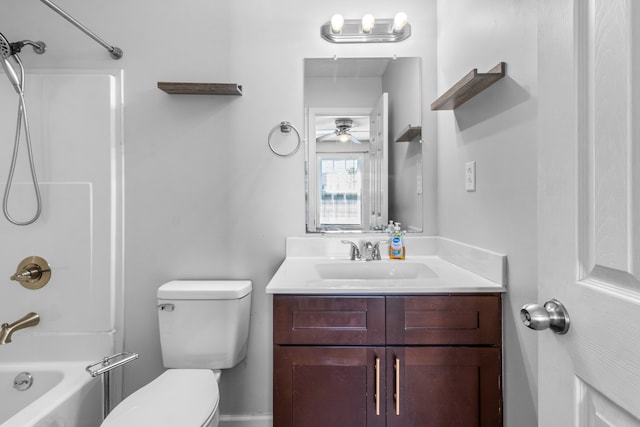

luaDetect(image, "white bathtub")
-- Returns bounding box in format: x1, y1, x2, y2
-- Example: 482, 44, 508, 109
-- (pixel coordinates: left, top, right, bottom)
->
0, 361, 102, 427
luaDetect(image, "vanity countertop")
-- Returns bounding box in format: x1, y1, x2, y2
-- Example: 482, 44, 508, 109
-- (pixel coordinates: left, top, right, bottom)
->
266, 235, 507, 295
266, 256, 506, 295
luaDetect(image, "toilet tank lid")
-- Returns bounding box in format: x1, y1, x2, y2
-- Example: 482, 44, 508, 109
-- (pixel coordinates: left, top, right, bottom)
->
158, 280, 251, 299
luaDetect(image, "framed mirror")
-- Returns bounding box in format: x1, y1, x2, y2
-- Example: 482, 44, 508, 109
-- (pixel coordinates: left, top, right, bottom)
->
304, 58, 422, 233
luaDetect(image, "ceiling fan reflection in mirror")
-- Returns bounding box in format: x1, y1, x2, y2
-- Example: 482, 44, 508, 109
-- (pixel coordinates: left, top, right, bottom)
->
316, 117, 369, 144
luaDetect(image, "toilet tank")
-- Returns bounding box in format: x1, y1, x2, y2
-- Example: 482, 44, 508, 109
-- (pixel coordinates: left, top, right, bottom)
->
158, 280, 252, 369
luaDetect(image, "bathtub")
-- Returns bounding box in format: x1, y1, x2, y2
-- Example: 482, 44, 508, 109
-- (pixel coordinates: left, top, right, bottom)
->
0, 361, 102, 427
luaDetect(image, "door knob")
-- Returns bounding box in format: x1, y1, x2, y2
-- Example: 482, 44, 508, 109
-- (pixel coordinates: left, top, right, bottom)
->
520, 299, 571, 334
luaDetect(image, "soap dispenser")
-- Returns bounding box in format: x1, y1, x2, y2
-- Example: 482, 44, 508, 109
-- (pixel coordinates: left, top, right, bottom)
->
389, 222, 405, 259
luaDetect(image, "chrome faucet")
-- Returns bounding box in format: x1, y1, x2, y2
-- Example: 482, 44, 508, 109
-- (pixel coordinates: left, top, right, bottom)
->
342, 240, 389, 261
341, 240, 360, 261
373, 240, 389, 260
0, 312, 40, 344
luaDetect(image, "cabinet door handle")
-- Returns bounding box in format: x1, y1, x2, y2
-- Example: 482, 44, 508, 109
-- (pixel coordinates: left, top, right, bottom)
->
374, 357, 380, 415
393, 357, 400, 415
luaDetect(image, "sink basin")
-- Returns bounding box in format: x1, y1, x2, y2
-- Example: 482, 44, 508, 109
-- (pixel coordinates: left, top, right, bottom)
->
315, 261, 437, 280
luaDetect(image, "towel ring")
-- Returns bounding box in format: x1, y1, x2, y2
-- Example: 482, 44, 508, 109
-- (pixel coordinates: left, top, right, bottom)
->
267, 122, 300, 157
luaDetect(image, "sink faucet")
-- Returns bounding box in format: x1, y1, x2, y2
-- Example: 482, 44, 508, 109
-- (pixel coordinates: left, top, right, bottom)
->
342, 240, 389, 261
373, 240, 389, 260
341, 240, 360, 261
0, 312, 40, 344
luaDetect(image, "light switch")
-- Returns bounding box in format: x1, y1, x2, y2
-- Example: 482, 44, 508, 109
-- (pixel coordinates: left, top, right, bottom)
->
464, 160, 476, 191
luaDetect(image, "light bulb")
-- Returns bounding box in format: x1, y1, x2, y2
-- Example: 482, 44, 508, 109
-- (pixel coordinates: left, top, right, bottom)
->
331, 13, 344, 34
393, 12, 409, 33
336, 133, 351, 142
362, 13, 376, 33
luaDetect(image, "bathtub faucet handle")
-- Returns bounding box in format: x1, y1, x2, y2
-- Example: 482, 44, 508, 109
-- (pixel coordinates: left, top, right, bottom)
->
10, 256, 51, 290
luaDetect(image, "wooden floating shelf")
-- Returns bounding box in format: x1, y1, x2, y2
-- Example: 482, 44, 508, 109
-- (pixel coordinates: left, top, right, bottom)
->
431, 62, 507, 110
158, 82, 242, 96
396, 125, 422, 142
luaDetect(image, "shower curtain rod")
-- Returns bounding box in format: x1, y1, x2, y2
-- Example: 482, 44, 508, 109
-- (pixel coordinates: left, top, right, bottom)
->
40, 0, 124, 59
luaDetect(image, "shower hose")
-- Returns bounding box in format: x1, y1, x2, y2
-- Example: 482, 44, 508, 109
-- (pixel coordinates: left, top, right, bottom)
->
2, 67, 42, 225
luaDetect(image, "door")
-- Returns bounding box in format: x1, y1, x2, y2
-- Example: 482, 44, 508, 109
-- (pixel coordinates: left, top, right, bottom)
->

**Exercise:**
Rewrite every item above with "pixel coordinates" changed to "image coordinates" wherever it occurs, keeping everything else the same. Omit the pictures from your answer.

**Solution to this problem:**
luaDetect(image, "white bathtub")
-- Returns bounding box in format: x1, y1, x2, y2
-- Example: 482, 44, 508, 109
-- (image coordinates: left, top, right, bottom)
->
0, 361, 102, 427
luaDetect(image, "vanity countertop")
-- Returns bounding box in format: x1, y1, x2, y2
-- Example: 482, 44, 508, 109
-- (image coordinates: left, top, right, bottom)
->
266, 235, 507, 295
266, 256, 506, 295
luaDetect(image, "toilet tank lid")
-- Returns bounding box in format: x1, y1, x2, y2
-- Example: 482, 44, 508, 109
-- (image coordinates: left, top, right, bottom)
->
158, 280, 251, 299
luaDetect(image, "framed mirror")
-- Returns bounding box in format: x1, y1, x2, y2
-- Example: 482, 44, 508, 109
-- (image coordinates: left, top, right, bottom)
->
304, 58, 422, 233
luaDetect(image, "ceiling fan reflection in mirror")
-- Returns bounding box in format: x1, y1, x2, y2
-- Example: 482, 44, 508, 109
-- (image coordinates: left, top, right, bottom)
->
316, 117, 369, 144
luaDetect(image, "toilet tank")
-- Returns bounding box in format: x1, y1, x2, y2
-- Example: 482, 44, 508, 109
-- (image coordinates: left, top, right, bottom)
->
158, 280, 252, 369
luaDetect(image, "bathtub")
-- Returns bounding box in format: x1, y1, x2, y2
-- Example: 482, 44, 508, 109
-- (image coordinates: left, top, right, bottom)
->
0, 361, 102, 427
luaDetect(image, "door knob")
-- Returns bounding box in format: x1, y1, x2, y2
-- Example: 482, 44, 508, 109
-- (image coordinates: left, top, right, bottom)
->
520, 299, 571, 334
luaDetect(image, "soap dispenser")
-- Returns bounding box in format: x1, y1, x2, y2
-- Example: 482, 44, 508, 109
-- (image coordinates: left, top, right, bottom)
->
389, 222, 405, 259
luaDetect(image, "chrome faucet")
-- Returns bounding box in format: x1, y1, x2, y2
-- Example: 482, 44, 508, 109
-- (image coordinates: left, top, right, bottom)
->
342, 240, 389, 261
341, 240, 360, 261
373, 240, 389, 260
0, 312, 40, 344
luaDetect(image, "cabinet door handle")
-- Returns bounding box in format: x1, y1, x2, y2
-- Example: 482, 44, 508, 109
-- (image coordinates: left, top, right, bottom)
->
374, 357, 380, 415
393, 357, 400, 415
luaDetect(image, "sink basin")
-- Returns bounding box in format: x1, y1, x2, y2
-- Example: 482, 44, 508, 109
-- (image coordinates: left, top, right, bottom)
->
315, 261, 437, 280
luaDetect(image, "towel ring")
-- Returns bounding box in format: x1, y1, x2, y2
-- Example: 482, 44, 508, 109
-- (image coordinates: left, top, right, bottom)
->
267, 122, 300, 157
luaDetect(image, "sink faucet")
-- Returns bounding box in format: x1, y1, x2, y2
-- Example: 482, 44, 508, 109
-- (image coordinates: left, top, right, bottom)
->
342, 240, 389, 261
373, 240, 389, 260
341, 240, 360, 261
0, 312, 40, 344
luaDetect(image, "light switch")
-- Returns bounding box in format: x1, y1, x2, y2
-- Example: 482, 44, 508, 109
-- (image coordinates: left, top, right, bottom)
->
464, 160, 476, 191
luaDetect(image, "light bulb")
-- Returns bounding box in format: x1, y1, x2, y2
-- Example: 482, 44, 508, 109
-- (image coordinates: left, top, right, bottom)
->
331, 13, 344, 34
393, 12, 409, 33
336, 133, 351, 142
362, 13, 376, 33
luaDetect(image, "bathtub faucet handle")
-- Returns bounding box in format: x1, y1, x2, y2
-- Example: 482, 44, 508, 109
-- (image coordinates: left, top, right, bottom)
->
10, 256, 51, 290
luaDetect(image, "wooden floating shelf")
-- Returns bounding box in format: x1, y1, x2, y2
-- Example: 482, 44, 508, 109
-- (image coordinates: left, top, right, bottom)
->
431, 62, 507, 110
158, 82, 242, 96
396, 125, 422, 142
luaDetect(image, "shower curtain rod")
-- Returns bounding box in format: x1, y1, x2, y2
-- Example: 482, 44, 508, 109
-- (image coordinates: left, top, right, bottom)
->
40, 0, 124, 59
luaDetect(image, "shower hose")
-- Returns bounding box in format: x1, y1, x2, y2
-- Example: 482, 44, 508, 109
-- (image coordinates: left, top, right, bottom)
->
2, 67, 42, 225
luaDetect(image, "door")
-- Returns bounding box in format: x1, y1, x2, y2
-- Example: 482, 44, 508, 109
-- (image coordinates: left, top, right, bottom)
->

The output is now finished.